Region outline entries
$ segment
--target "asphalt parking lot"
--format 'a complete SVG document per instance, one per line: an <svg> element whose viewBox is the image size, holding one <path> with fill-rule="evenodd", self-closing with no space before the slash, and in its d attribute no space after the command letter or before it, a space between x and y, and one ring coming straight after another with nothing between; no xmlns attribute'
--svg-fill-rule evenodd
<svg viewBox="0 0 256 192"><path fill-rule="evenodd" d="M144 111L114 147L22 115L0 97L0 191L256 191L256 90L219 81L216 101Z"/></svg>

## Written exercise
Please return the data above unchanged, reproducing every line in full and in the same order.

## Complete output
$ segment
--target "asphalt parking lot"
--format 'a complete SVG document per instance, one per line: an <svg> element whose viewBox is the image size, holding one <path> with fill-rule="evenodd", self-closing with no space before the slash, and in its d attribute no space after the command letter or before it, a space between x and y, and one ring coming straight after another with nothing between; no xmlns attribute'
--svg-fill-rule evenodd
<svg viewBox="0 0 256 192"><path fill-rule="evenodd" d="M144 111L114 147L22 115L0 97L0 191L256 191L256 90L219 81L216 101Z"/></svg>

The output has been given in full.